**Task brief:** Could you pick up the committee meeting minutes where they end and continue them?

Dr Andrews
Dr Blakiston Houston
Mr Darby (Chairman)
Professor Ingram
Mr Lloyd Jones
Dr Markland
Dr Moser
Professor Pentreath
Professor Sprent

In attendance

Dr A Brown

Ms Fowler

Professor Galbraith

Mrs Quince  

Mr Steer

Mr Thomas

Dr Vincent

Mr Yeo

Dr B Brown
Rev Dr Burgess
Sir Martin Doughty
Professor Doyle
Dr Jardine


1.          Chairman's opening remarks
2.          Declaration of interests
3.          Amendments to the minutes of the sixty-fifth meeting (JNCC 05 P07)
4.          Matters arising (JNCC 05 P08)
Discussion papers
Closed Session
8.          Preparing for the UK Presidency of the EU (Confidential) (JNCC 05 D08)
9.          Any other business.

1. Chairman's Opening Remarks

Apologies were received from Dr B Brown, Rev Dr Burgess, Sir Martin Doughty, Professor Doyle and Dr Jardine.
1.2       Mr Darby and Mr Steer were welcomed back to Committee on their return from sick leave.  Committee expressed their thanks to Professor Ingram for undertaking the role of Acting Chair and to Dr Vincent, Mr Yeo and the rest of the JNCC staff for completing the work required on the FMPR and for delivering the work programme whilst maintaining effective control systems.

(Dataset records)
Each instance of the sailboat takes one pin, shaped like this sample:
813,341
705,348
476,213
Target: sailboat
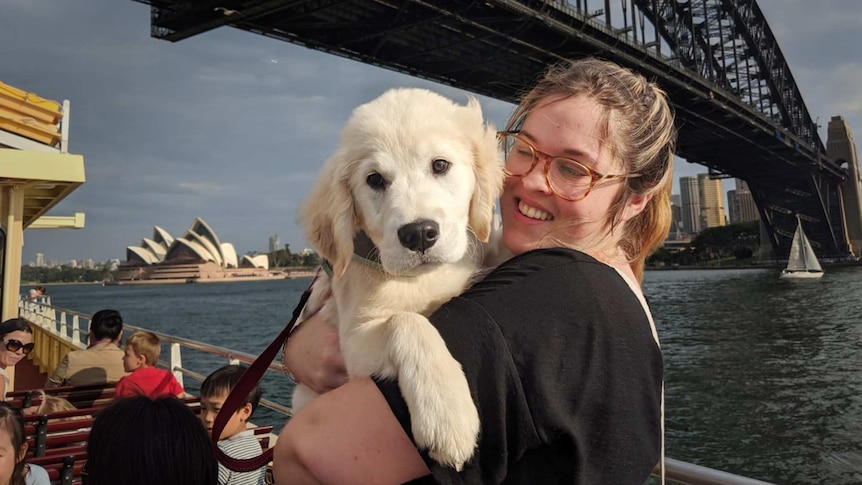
802,262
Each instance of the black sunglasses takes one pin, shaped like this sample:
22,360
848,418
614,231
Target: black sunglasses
13,345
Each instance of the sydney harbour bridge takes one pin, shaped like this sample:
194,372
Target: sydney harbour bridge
738,108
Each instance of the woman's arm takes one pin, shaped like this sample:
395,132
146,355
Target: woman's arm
313,356
348,435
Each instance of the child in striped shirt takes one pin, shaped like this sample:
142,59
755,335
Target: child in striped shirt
236,440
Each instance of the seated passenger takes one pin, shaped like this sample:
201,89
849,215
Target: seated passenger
101,362
143,441
236,440
16,341
14,469
140,357
48,404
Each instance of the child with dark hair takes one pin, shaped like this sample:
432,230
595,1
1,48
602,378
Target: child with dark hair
14,469
236,440
143,441
140,358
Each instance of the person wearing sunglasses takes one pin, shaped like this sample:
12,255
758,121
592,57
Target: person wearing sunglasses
557,343
16,343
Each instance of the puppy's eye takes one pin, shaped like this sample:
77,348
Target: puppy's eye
440,166
376,181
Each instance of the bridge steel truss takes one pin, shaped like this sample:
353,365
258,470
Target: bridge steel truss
738,108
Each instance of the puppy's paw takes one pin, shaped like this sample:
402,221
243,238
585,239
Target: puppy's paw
446,423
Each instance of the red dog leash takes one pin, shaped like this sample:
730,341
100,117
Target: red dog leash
246,383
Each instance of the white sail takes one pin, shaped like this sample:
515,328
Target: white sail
802,263
811,263
796,261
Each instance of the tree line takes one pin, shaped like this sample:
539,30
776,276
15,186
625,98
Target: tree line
732,244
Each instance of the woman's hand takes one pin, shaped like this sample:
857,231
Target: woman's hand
313,356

**Reply to the exercise:**
2. Declaration of interests

2.1       In relation to agenda item 8, Mr Darby, Dr Moser, Mr Lloyd-Jones and Dr Blakiston Houston declared that they received funding under agri-environment schemes.  Professor Sprent requested a standing declaration on air pollution as  Chair of the Steering Group on the NERC thematic programmes and on climate change as a member of the Royal Commission on Environmental Pollution.
3. Amendments to the minutes of the sixty-sixth meeting (JNCC 05 P07)
3.1       One amendment to the minutes had already been received and incorporated.  One amendment was tabled at the meeting which related to 9.2 of the minutes.  It was requested that the words 'for some species' be inserted after the words 'delivery of action plans'. Subject to these amendments, the minutes were approved.
3.2       Committee agreed that the style of the minutes for this and future meetings be changed to reflect general discussion rather than contain comments and views attributed to particular Committee members.  It was agreed that the minutes should record consensus decisions, but where a member dissents from the general consensus they should be asked if they wish their dissent recorded.
4. Matters arising (JNCC 05 P08)
4.1       Committee were informed of the urgency of finding a new name for the company and of the staff's frustration at the delays incurred in the process.  Committee were informed that the possibility of changing the formal name of the Joint Committee using the NERC Bill, now looks remote, but that it would still be possible to change the name of the company.  Further informal consultation on the name would take place with stakeholders over the next few months and this work would form part of a wider communications strategy for JNCC and linked to promotion of the JNCC strategy.
4.2       Committee were informed that Jim Knight, the Defra Minister for Rural Affairs, Landscape and Biodiversity, had sought clarification on some aspects of the Corporate Plan for 2005, and the Managing Director had undertaken to provide this as a matter of urgency.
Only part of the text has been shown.